Data records
------------
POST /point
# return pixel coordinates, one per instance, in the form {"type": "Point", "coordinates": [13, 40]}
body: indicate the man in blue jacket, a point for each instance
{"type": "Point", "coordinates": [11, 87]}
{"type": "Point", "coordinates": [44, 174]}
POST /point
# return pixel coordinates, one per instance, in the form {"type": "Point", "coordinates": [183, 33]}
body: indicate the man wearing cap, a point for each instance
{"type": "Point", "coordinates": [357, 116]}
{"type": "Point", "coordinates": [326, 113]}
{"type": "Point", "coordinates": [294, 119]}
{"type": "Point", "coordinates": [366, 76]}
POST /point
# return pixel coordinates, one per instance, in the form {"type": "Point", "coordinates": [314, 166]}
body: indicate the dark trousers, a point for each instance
------------
* **ASSIGNMENT**
Starting at the line that contains "body: indicate the man wearing", copy every line down to the last line of the records above, exactly as written.

* **ANSWER BOX**
body: indicate the man wearing cap, a point for each instance
{"type": "Point", "coordinates": [357, 116]}
{"type": "Point", "coordinates": [326, 113]}
{"type": "Point", "coordinates": [294, 119]}
{"type": "Point", "coordinates": [366, 76]}
POST /point
# return pixel coordinates, one per instance, in the form {"type": "Point", "coordinates": [314, 166]}
body: indicate the dark trousers, a point for each instance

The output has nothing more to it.